STATED TASK: Can you write out the lines below as a numbered list, beginning at the line that contains "Provide one point per instance of the railing" and stopping after the final line, with any blank lines left out?

EXTRACTED MATERIAL:
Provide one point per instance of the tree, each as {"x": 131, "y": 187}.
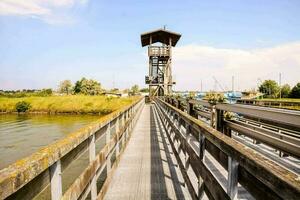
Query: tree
{"x": 135, "y": 89}
{"x": 285, "y": 91}
{"x": 295, "y": 93}
{"x": 65, "y": 87}
{"x": 87, "y": 87}
{"x": 270, "y": 88}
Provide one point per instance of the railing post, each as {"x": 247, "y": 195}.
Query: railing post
{"x": 188, "y": 137}
{"x": 92, "y": 155}
{"x": 118, "y": 135}
{"x": 212, "y": 116}
{"x": 191, "y": 110}
{"x": 56, "y": 181}
{"x": 201, "y": 156}
{"x": 232, "y": 185}
{"x": 108, "y": 159}
{"x": 219, "y": 120}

EXPECTED ANSWER:
1. Provide one point per instance of the railing post, each as {"x": 247, "y": 195}.
2. Query: railing post
3. {"x": 188, "y": 137}
4. {"x": 92, "y": 155}
5. {"x": 118, "y": 135}
6. {"x": 212, "y": 116}
7. {"x": 191, "y": 110}
8. {"x": 56, "y": 181}
9. {"x": 201, "y": 156}
10. {"x": 232, "y": 185}
11. {"x": 108, "y": 159}
12. {"x": 219, "y": 120}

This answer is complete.